▶ Stated goal: Give as output the line that contains "runner's arm, shaped like this sample", followed by every remaining line of the entries, unchanged and with nothing added.

▶ Material supplied:
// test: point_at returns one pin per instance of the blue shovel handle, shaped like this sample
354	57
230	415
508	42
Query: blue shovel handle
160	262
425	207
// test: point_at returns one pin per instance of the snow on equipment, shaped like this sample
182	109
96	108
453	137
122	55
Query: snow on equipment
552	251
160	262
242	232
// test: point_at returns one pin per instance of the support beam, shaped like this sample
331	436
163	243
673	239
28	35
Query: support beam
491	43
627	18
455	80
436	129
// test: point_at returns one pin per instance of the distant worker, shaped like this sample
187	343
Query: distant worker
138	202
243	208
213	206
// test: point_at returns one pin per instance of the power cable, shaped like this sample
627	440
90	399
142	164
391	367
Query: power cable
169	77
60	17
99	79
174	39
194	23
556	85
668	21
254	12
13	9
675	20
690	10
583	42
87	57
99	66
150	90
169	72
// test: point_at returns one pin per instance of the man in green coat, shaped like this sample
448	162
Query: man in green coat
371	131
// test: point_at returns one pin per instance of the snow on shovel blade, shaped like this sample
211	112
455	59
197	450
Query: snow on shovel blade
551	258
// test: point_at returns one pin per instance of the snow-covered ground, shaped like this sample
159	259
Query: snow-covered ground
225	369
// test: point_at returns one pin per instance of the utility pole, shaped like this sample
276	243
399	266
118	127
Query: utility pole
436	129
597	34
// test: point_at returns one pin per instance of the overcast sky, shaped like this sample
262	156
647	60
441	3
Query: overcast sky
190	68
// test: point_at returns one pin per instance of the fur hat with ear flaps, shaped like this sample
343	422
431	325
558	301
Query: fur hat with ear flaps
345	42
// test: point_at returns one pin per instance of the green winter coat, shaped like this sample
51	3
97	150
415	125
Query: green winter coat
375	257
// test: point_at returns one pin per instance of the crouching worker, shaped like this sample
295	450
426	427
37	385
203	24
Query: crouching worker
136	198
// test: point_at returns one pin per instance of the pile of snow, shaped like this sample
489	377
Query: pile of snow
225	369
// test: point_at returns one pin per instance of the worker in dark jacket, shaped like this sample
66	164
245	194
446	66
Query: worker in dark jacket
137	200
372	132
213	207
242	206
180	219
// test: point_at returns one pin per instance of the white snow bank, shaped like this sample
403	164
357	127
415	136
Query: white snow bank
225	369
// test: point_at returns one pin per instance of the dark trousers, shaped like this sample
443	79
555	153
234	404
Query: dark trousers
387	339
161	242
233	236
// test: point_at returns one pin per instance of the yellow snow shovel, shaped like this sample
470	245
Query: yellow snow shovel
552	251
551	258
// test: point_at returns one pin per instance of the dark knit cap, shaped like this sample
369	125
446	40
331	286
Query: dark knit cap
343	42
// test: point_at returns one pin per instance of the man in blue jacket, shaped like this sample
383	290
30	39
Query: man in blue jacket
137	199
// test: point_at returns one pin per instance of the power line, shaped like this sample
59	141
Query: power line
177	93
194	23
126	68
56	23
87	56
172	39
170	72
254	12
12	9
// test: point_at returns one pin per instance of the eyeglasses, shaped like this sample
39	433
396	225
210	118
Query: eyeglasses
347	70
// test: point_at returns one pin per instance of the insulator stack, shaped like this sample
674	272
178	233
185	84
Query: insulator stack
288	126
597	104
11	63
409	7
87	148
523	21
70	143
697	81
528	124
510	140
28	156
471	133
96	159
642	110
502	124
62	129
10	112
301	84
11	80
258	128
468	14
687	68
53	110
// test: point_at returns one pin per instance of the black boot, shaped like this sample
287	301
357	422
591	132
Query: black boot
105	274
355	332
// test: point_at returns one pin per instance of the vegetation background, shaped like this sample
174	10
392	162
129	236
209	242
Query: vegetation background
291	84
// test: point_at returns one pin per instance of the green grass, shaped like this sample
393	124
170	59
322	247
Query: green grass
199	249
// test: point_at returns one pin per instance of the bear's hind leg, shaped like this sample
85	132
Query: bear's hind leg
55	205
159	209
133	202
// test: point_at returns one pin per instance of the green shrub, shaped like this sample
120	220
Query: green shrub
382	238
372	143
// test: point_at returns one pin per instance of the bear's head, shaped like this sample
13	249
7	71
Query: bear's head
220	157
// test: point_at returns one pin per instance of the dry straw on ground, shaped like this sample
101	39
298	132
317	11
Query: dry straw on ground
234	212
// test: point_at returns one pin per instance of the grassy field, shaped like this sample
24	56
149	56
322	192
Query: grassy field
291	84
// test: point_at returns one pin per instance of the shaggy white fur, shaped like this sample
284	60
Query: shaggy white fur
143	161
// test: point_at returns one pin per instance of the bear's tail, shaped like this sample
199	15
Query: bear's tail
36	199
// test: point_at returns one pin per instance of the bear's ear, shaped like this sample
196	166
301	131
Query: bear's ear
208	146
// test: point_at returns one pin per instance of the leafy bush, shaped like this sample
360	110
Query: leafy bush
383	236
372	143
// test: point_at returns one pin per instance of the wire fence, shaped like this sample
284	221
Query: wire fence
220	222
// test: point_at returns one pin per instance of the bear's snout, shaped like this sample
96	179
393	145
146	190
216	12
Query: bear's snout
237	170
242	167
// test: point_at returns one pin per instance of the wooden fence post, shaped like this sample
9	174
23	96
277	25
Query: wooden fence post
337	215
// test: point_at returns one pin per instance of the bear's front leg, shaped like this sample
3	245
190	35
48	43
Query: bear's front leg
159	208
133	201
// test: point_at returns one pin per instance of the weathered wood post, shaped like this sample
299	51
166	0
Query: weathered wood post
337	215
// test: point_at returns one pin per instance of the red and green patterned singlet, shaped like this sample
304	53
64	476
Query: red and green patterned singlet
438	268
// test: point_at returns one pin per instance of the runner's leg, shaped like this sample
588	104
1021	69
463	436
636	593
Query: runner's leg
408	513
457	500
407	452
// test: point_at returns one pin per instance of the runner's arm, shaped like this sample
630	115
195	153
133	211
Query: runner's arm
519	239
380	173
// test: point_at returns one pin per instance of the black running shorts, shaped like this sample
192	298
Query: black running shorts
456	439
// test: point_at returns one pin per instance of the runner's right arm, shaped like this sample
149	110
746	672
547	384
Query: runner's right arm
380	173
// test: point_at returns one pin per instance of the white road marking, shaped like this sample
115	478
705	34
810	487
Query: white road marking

▶ Result of this task:
// test: point_at returns one pin per instance of the runner's arm, shaped like this sample
630	115
195	153
133	211
Query: runner's arm
519	239
380	173
// test: point_at returns one pin per instance of the black running shorts, shaped like this sample
192	298
Query: black running shorts
456	439
// test: point_at returns one pin per instance of the runner's right arm, shaped like this sample
149	110
746	672
547	384
Query: runner's right arm
380	173
// test: point_at returns one pin per instance of the white road marking, shaped like this sample
115	478
705	34
810	487
Query: white road marking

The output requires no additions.